━━━ Excerpt provided ━━━

Feinberg: Has Mustang screened in Turkey?

Deniz Gamze Ergüven: It has screened in Turkey and was released in Turkey. The film is quite warmly embraced wherever it goes, though in Turkey the reactions were extremely polarized. It was either loved or hated, exuberantly expressed by both extremes, and nothing in the middle. The social attitude in Turkey is always extreme, and—to this day when I see the film myself—I think, "Oh, this is shocking." The film is deeply in sacred territory and is breaking down quite a few doors so the amount of reaction we are receiving is normal.

Feinberg: The last thing I would like to do up here is to talk about this period since you all got the news that the Academy of Motion Picture Arts and Sciences Foreign Language Committee deemed that out of dozens of films from around the world, you guys are the last standing. That's got to be an exciting thing for all of you and I wanted to pose a couple of questions to a few of you because I think it will help contextualize how historically significant it is for all of you but especially so in certain countries.

To begin with, Naji, Jordan has only submitted one film ever before, Captain Abu Raed in 2008, which did not advance. How does it feel to have advanced to the shortlist? How does it feel to take a film further than any other film that has come out of your country?

━━━

▸ **Challenge**:
In the interview excerpt, which earlier film had Jordan submitted, and in what year?

━━━ Data lines ━━━

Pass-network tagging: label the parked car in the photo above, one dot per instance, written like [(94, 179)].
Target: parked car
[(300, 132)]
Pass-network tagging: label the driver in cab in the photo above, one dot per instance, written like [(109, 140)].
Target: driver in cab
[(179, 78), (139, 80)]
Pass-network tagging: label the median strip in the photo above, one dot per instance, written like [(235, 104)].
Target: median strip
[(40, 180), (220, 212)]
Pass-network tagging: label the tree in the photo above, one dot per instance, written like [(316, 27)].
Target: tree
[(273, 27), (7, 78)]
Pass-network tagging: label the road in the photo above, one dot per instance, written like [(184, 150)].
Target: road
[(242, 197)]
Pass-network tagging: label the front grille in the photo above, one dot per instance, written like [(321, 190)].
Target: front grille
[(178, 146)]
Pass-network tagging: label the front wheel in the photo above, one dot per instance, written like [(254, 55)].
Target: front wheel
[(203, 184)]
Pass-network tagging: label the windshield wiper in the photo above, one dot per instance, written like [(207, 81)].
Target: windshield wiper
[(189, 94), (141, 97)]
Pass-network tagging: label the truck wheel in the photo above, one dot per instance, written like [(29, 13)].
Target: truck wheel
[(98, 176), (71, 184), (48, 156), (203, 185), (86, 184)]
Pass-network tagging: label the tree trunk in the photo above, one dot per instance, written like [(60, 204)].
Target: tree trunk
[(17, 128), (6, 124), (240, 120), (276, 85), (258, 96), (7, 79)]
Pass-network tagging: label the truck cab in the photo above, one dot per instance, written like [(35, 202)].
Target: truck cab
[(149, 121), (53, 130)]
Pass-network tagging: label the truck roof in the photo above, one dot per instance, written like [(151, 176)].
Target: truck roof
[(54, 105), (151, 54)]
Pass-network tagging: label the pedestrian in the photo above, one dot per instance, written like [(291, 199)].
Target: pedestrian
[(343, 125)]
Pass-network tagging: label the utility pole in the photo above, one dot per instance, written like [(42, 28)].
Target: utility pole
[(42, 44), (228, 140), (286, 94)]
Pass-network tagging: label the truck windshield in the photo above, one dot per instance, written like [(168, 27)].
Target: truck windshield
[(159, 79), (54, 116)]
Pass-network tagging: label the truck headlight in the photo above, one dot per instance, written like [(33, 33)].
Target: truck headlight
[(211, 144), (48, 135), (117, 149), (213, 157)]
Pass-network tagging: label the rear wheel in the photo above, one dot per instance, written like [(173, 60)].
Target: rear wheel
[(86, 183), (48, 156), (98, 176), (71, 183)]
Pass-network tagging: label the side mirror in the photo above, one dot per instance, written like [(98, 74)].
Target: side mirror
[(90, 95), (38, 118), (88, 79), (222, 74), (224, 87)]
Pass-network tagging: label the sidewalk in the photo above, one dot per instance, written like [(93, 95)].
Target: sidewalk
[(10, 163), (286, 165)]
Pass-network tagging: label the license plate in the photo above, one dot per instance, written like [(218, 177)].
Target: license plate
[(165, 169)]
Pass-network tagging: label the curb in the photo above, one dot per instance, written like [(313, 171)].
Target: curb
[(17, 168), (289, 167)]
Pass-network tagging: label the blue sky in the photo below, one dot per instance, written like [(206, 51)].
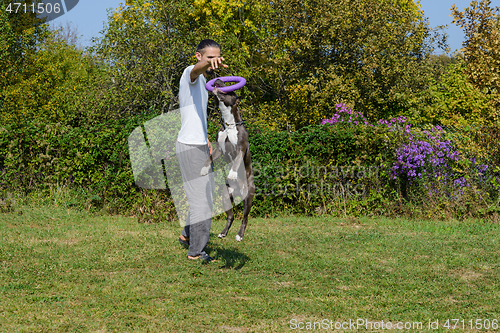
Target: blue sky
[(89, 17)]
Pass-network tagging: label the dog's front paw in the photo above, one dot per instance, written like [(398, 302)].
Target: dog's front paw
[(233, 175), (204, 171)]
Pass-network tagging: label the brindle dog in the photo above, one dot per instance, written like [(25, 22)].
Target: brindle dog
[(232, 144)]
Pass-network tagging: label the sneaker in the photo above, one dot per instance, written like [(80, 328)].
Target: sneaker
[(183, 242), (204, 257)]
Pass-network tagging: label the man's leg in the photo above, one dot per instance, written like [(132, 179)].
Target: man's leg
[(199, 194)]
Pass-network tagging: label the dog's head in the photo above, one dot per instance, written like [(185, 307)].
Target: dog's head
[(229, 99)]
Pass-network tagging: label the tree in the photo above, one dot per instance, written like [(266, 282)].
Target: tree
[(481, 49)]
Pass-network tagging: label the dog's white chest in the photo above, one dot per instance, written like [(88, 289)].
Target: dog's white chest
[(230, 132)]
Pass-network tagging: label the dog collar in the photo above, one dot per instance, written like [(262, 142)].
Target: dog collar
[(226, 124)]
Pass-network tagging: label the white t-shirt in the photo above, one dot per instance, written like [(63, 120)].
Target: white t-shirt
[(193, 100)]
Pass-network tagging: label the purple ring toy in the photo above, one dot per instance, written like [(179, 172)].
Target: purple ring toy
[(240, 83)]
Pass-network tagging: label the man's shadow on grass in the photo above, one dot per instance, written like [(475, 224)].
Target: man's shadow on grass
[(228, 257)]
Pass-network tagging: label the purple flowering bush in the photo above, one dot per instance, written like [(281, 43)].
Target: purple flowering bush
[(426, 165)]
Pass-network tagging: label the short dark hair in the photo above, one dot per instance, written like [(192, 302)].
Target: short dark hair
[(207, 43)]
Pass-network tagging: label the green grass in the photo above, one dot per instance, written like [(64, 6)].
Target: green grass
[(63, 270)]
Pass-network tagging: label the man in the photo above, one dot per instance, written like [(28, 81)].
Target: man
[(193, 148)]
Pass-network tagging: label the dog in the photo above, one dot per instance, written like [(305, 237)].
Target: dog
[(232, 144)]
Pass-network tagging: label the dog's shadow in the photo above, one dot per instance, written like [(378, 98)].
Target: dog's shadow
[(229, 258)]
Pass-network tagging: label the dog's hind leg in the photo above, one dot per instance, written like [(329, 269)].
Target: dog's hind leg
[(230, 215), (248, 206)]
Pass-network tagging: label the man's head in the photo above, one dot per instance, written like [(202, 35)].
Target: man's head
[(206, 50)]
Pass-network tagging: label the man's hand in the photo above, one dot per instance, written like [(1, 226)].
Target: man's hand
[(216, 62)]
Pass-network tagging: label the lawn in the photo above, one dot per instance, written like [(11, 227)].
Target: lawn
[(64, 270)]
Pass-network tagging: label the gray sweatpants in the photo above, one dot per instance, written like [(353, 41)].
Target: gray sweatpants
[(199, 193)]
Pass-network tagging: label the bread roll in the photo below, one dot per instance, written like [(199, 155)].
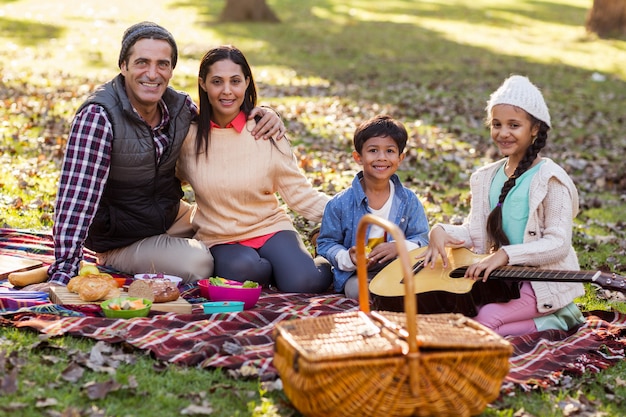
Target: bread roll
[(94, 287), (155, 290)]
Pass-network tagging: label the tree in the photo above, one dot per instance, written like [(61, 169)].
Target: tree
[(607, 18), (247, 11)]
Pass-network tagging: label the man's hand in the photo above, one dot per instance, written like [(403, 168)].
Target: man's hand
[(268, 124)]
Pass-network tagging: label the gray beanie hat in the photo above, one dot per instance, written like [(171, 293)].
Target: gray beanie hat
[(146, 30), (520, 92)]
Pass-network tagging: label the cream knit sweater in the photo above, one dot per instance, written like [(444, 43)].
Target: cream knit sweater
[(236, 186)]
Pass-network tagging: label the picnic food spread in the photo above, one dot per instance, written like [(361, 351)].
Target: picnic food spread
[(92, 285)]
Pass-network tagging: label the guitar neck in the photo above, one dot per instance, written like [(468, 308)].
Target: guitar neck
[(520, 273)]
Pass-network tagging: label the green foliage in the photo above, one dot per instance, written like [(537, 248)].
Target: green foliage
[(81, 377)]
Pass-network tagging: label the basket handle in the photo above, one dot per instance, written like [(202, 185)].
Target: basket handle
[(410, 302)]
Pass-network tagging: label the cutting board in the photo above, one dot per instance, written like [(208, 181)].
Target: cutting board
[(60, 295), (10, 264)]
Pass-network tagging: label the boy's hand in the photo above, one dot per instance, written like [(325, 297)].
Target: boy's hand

━━━
━━━ Data lines ━━━

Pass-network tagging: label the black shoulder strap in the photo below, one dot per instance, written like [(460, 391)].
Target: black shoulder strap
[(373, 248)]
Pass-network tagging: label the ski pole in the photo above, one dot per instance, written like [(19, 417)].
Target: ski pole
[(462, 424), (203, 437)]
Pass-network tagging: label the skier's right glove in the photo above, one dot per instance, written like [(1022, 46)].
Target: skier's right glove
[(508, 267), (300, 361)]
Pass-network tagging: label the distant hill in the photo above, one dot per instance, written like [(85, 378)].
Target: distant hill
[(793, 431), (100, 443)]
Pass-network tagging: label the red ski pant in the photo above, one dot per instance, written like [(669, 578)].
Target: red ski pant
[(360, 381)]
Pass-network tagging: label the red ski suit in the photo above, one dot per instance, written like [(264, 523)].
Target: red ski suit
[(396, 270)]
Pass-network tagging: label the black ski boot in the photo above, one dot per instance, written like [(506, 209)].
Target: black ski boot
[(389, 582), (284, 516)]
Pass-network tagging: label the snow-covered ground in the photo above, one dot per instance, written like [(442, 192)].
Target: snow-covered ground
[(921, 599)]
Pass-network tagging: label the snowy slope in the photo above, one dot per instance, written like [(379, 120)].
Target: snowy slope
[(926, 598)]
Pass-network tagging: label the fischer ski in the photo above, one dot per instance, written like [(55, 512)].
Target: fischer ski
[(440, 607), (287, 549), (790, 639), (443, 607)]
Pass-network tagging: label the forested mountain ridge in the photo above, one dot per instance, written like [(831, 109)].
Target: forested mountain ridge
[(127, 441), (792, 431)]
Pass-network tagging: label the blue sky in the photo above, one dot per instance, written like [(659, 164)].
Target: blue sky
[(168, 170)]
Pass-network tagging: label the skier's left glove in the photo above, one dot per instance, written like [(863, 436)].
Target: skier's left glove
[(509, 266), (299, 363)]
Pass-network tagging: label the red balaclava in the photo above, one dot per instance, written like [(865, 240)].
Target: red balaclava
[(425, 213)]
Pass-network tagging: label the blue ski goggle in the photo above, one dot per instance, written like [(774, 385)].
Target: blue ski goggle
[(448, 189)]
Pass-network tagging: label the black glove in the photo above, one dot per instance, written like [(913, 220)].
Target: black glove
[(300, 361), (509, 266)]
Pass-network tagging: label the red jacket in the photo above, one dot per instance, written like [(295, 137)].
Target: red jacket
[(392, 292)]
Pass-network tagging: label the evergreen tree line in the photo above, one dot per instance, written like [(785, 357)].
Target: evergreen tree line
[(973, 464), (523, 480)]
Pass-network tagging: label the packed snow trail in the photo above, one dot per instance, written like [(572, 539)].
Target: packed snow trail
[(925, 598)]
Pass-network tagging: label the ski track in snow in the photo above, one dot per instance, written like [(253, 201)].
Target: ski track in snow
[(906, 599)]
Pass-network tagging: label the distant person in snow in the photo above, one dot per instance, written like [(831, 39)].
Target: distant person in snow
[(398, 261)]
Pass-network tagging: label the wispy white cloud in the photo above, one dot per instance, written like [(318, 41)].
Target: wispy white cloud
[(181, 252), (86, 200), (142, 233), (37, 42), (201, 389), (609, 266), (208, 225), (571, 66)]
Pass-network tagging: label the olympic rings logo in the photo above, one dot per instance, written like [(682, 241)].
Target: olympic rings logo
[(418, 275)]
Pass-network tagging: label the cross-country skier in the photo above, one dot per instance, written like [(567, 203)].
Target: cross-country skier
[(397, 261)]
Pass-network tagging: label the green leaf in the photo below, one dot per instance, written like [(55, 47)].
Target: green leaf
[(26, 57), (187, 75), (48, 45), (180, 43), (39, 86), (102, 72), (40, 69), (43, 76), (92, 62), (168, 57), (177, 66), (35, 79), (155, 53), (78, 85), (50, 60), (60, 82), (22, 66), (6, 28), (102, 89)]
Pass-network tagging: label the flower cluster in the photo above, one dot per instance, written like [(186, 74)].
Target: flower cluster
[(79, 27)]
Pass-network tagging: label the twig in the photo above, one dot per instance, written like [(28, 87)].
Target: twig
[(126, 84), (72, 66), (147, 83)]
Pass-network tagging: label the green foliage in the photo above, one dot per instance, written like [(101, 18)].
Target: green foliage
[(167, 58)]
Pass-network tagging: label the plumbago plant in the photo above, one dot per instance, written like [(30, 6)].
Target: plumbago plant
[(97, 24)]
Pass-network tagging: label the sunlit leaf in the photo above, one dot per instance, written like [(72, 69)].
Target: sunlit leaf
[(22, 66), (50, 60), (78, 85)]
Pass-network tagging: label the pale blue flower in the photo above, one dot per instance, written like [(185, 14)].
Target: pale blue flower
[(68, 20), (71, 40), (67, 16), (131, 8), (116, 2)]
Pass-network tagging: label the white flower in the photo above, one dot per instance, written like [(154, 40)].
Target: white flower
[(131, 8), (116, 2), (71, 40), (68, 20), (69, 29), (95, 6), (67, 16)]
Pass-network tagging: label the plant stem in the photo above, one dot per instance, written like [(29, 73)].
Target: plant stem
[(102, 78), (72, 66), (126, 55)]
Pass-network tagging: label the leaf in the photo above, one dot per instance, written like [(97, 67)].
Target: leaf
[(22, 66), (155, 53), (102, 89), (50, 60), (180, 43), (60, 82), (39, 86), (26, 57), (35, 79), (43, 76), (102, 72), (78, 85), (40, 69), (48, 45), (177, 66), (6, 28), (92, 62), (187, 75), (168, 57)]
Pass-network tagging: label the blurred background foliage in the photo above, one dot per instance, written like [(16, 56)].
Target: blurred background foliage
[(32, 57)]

━━━
━━━ Data lines ━━━

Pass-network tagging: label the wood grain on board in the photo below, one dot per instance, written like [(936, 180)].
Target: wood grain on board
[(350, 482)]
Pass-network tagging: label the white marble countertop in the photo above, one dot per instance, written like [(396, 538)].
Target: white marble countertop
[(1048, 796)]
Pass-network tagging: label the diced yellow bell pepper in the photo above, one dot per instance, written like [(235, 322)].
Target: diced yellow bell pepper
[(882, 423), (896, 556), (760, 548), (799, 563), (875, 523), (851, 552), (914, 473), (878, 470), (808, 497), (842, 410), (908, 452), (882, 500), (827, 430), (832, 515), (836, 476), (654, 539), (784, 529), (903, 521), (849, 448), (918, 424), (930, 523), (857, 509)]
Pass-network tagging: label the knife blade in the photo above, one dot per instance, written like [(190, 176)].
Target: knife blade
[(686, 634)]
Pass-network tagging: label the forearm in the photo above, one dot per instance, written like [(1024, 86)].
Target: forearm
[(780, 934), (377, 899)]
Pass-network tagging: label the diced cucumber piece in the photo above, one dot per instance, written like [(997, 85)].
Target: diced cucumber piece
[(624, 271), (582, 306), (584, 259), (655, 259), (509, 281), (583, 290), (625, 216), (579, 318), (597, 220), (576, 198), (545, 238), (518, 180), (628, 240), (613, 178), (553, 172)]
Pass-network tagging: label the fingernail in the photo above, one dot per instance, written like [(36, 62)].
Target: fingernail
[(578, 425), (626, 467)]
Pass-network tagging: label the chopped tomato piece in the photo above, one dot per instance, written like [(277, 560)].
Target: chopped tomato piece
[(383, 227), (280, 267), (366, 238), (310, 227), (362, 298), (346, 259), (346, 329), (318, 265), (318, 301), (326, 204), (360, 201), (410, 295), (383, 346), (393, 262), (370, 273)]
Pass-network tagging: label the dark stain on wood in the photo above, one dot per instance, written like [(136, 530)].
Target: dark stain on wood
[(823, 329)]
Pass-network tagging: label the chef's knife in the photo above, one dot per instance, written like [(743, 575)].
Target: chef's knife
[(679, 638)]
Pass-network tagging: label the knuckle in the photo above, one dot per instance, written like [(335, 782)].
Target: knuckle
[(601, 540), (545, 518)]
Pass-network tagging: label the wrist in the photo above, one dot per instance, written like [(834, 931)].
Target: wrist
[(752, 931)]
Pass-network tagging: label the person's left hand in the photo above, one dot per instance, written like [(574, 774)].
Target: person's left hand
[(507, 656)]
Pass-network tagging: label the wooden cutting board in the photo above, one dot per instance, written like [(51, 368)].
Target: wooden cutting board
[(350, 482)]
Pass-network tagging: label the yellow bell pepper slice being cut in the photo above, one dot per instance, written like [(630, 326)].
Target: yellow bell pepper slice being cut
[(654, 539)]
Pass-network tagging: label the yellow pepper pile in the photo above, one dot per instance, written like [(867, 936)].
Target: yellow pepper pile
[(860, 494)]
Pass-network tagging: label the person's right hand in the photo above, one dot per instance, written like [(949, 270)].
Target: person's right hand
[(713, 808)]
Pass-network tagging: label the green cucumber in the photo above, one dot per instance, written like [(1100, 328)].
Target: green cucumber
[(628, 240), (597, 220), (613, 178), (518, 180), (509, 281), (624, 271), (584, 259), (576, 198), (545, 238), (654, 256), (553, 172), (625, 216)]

━━━

▸ **Output of the exercise**:
Captain Abu Raed, in 2008.